— Work to be completed —
Transcribe exactly the portion of the listing below that runs from the line containing "Return the outline of every instance of the golden" through its last line.

-- Opening Marker --

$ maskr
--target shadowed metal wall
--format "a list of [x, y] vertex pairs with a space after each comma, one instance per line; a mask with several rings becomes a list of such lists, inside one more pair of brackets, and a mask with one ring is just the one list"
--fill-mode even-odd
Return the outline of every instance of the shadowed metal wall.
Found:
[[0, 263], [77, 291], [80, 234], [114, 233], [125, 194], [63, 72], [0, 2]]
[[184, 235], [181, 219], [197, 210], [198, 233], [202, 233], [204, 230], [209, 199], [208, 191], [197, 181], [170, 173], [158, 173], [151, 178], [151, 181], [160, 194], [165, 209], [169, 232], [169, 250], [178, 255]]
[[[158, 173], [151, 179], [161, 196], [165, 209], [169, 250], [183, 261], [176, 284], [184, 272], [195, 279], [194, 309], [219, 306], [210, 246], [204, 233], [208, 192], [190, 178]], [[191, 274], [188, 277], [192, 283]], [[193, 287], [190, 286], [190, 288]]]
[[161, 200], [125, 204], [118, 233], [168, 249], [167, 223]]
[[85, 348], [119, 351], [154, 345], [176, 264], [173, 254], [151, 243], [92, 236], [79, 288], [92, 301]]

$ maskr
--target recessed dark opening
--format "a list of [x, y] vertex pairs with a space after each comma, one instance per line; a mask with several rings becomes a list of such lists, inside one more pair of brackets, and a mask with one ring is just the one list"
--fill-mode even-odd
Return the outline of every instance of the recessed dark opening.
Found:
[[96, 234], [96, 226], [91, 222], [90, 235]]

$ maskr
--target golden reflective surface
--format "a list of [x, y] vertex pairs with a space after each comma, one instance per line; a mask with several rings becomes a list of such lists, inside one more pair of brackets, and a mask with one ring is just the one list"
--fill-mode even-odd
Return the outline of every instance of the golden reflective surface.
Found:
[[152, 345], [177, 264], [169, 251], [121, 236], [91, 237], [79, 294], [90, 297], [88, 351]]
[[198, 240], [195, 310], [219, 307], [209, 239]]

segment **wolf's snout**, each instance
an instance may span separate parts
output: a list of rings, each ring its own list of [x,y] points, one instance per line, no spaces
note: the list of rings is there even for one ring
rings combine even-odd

-- Closing Marker --

— Exercise answer —
Return the outline of every instance of the golden reflective surface.
Found:
[[152, 345], [177, 264], [169, 251], [121, 236], [91, 237], [79, 294], [90, 297], [88, 351]]
[[198, 240], [195, 310], [219, 307], [209, 239]]

segment **wolf's snout**, each instance
an instance may span separate parts
output: a list of rings, each ring its own list of [x,y] points, one instance per line, no spaces
note: the list of rings is there even for one ring
rings combine even-odd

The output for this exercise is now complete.